** EXERCISE BRIEF **
Below are some entries. Count the lines where "parked" appears and state only that number.

Start of THE INPUT

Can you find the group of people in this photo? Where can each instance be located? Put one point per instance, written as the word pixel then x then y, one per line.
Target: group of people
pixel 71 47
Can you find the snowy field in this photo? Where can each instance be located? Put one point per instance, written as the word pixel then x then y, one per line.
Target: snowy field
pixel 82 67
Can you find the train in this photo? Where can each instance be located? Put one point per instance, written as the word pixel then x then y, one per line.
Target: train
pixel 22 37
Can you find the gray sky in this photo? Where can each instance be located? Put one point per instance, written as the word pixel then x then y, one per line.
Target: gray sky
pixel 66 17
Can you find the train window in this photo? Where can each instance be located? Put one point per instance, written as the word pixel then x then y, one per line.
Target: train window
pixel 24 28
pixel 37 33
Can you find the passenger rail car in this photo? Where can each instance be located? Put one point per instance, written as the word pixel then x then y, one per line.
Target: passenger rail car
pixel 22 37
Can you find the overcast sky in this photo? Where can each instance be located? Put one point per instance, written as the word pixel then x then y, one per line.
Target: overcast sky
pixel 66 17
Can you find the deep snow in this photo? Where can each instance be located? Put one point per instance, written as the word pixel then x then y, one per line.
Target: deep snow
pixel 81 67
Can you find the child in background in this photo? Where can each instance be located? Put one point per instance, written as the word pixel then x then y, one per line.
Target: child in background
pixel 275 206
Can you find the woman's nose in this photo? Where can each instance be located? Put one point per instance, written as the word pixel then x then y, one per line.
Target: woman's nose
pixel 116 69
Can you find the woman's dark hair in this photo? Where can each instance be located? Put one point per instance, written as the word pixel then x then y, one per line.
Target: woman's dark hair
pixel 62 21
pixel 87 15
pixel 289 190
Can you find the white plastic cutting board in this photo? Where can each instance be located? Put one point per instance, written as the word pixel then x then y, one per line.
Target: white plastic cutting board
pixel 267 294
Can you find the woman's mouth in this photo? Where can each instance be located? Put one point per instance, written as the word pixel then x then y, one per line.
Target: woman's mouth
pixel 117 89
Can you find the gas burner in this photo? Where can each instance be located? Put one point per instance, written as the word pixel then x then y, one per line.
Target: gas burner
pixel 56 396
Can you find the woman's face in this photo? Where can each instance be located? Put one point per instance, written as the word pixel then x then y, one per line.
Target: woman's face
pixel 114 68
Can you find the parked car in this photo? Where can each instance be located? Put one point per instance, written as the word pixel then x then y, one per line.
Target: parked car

End of THE INPUT

** COMPLETED TASK **
2